> _Exercise input_:

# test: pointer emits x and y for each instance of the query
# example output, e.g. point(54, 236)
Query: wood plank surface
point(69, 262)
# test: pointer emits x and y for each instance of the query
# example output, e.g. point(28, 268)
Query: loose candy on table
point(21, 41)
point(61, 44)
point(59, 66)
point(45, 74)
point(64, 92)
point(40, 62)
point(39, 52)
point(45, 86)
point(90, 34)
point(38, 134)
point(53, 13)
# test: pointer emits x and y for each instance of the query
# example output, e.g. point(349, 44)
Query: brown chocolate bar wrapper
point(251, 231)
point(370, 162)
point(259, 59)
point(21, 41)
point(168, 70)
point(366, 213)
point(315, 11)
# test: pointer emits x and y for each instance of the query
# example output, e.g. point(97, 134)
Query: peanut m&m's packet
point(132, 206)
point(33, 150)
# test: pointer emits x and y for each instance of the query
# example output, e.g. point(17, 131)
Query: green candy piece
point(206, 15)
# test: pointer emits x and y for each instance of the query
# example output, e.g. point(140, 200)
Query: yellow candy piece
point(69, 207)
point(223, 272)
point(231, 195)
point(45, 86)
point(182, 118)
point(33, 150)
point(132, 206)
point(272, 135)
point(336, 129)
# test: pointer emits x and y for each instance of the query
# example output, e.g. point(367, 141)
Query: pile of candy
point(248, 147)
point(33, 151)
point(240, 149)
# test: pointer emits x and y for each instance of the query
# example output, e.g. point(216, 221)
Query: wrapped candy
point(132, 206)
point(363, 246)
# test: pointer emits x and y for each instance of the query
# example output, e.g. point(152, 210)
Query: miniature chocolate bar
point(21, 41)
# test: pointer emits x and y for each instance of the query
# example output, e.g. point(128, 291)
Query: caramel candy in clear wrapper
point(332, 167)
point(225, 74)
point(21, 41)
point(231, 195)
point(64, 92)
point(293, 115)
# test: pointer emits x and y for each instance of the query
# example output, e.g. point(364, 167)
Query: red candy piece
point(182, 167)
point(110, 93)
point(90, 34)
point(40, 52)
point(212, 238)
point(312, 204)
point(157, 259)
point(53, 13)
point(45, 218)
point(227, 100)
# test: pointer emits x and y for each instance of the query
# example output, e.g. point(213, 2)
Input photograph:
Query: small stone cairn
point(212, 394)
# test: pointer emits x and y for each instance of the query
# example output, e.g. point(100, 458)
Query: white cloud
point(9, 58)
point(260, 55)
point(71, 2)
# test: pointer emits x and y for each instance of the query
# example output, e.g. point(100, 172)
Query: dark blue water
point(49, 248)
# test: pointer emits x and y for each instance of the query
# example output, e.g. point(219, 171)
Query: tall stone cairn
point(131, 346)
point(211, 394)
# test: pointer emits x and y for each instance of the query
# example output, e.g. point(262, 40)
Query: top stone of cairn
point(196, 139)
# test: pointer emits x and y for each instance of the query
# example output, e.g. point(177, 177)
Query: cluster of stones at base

> _What to produce_:
Copy every one of the records above line for line, with no changes to wording, numbers, or order.

> _Result for this task_:
# test: pointer emits x and y for each instance of the query
# example output, e.g. point(54, 236)
Query: wood plank surface
point(69, 262)
# test: pointer emits x and y for each instance of the query
# example output, e.g. point(28, 268)
Query: loose candy on table
point(21, 41)
point(61, 44)
point(59, 66)
point(45, 74)
point(64, 92)
point(40, 62)
point(39, 52)
point(45, 86)
point(90, 34)
point(38, 134)
point(53, 13)
# test: pointer emits x and y for each instance of the query
# example output, e.g. point(349, 44)
Query: brown chocolate bar wrapper
point(251, 231)
point(370, 162)
point(259, 59)
point(21, 41)
point(168, 70)
point(366, 213)
point(315, 11)
# test: pointer emits x and y for each instance of the query
# example output, e.g. point(97, 134)
Query: peanut m&m's packet
point(132, 206)
point(33, 150)
# test: pointer emits x and y for each instance of the query
# example output, e.g. point(17, 131)
Query: green candy piece
point(206, 15)
# test: pointer emits x and y for each instance of the query
# example output, e.g. point(140, 200)
Query: yellow candy piece
point(69, 207)
point(223, 272)
point(231, 195)
point(45, 86)
point(182, 118)
point(33, 150)
point(132, 206)
point(272, 135)
point(336, 129)
# test: pointer emits x and y for each instance of the query
# example output, e.g. point(367, 141)
Query: pile of candy
point(248, 147)
point(33, 151)
point(240, 149)
# test: pointer emits x and y for each instance of the query
# example output, e.g. point(216, 221)
Query: wrapped candy
point(132, 206)
point(363, 246)
# test: pointer emits x and y for each instance of the query
# example output, e.g. point(152, 210)
Query: miniature chocolate bar
point(21, 41)
# test: pointer emits x and y for each instance of the query
# example output, e.g. point(128, 291)
Query: caramel candy in clear wrapper
point(332, 167)
point(225, 74)
point(21, 41)
point(231, 195)
point(64, 92)
point(293, 115)
# test: pointer emits x and y for each instance of the query
# example output, e.g. point(364, 167)
Query: red candy piece
point(182, 167)
point(110, 93)
point(90, 34)
point(40, 52)
point(212, 238)
point(312, 204)
point(157, 259)
point(53, 13)
point(45, 218)
point(227, 100)
# test: pointer emits x and y for each instance of the query
# example output, e.g. point(213, 2)
Input photograph:
Query: small stone cairn
point(212, 394)
# test: pointer emits x and y for each instance of the query
# example output, e.g. point(100, 458)
Query: white cloud
point(9, 58)
point(260, 55)
point(71, 2)
# test: pointer emits x and y for each instance of the query
# example output, e.g. point(100, 172)
Query: dark blue water
point(49, 248)
# test: pointer emits x and y for each instance of the query
# example output, e.g. point(219, 171)
Query: tall stone cairn
point(131, 346)
point(211, 394)
# test: pointer emits x and y for each instance of the query
# example output, e.g. point(262, 40)
Query: top stone of cairn
point(196, 139)
# test: pointer emits x and y for each instance of the query
# example output, e.g. point(177, 177)
Query: cluster of stones at base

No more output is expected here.